MATERIAL FOR THIS TASK:
** Start **

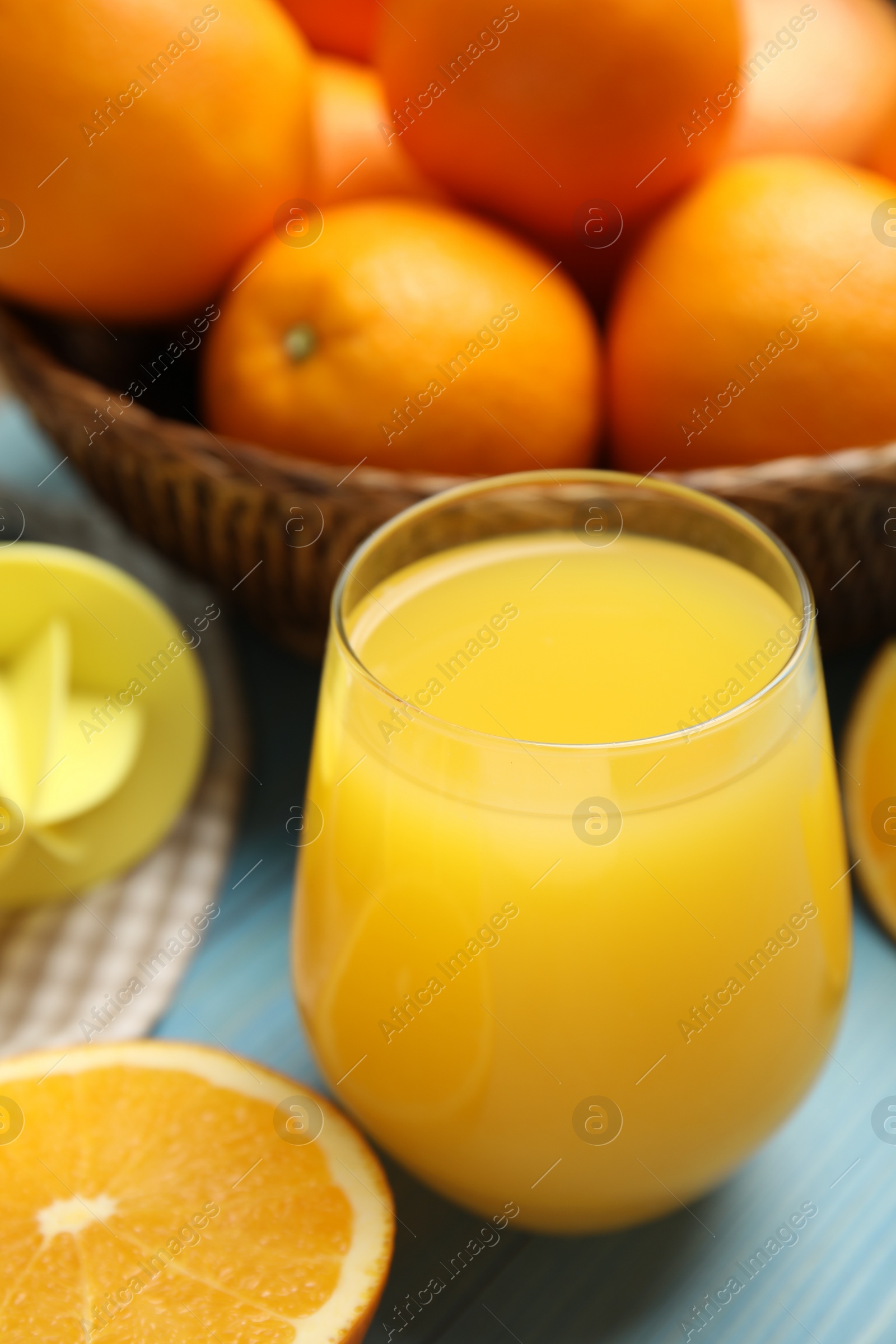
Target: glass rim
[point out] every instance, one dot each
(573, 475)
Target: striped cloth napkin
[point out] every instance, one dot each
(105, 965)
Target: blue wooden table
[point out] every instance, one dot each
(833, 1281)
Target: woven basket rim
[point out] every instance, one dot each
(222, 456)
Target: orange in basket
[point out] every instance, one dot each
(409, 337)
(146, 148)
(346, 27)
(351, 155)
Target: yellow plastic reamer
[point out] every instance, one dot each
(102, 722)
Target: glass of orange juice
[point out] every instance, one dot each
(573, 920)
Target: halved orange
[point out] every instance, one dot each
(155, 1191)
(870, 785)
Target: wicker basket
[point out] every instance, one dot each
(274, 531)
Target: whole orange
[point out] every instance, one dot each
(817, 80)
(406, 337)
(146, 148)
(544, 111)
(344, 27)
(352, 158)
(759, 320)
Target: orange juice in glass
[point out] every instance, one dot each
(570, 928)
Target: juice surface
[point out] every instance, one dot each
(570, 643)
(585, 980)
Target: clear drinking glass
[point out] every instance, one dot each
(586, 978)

** End **

AIM OF THE EXERCISE: Copy the whole listing above word for word, without the picture.

FINISHED EXERCISE:
Target: glass rim
[point out] every instance, one dot each
(573, 475)
Target: striped cloth napkin
[point out] every instance, one dot each
(105, 965)
Target: blue wooden table
[point out] every instance, one dot each
(833, 1281)
Target: woven basket rim
[point out] every instance, one dot each
(222, 456)
Target: orange in basket
[point out] every instance, one dot each
(409, 337)
(146, 148)
(346, 27)
(351, 155)
Target: yellow plastic reamer
[point out] every instance, one dot each
(102, 722)
Target: glass of orange juice
[point out] every instance, one dot each
(573, 920)
Target: halved orange
[point out] every instance, one dot each
(155, 1191)
(870, 785)
Target: wicker basket
[point out] every instance, one dot each
(274, 531)
Target: whole orange
[point out] every instance, one dot each
(817, 80)
(406, 337)
(146, 148)
(544, 111)
(344, 27)
(352, 158)
(759, 320)
Target: orange juice in glass
[point out] every instance, one dot each
(570, 928)
Target: juice surface
[point out] every instance, one dot each
(570, 643)
(585, 980)
Target: clear drinking glass
[point out] every instance, one dot each
(586, 978)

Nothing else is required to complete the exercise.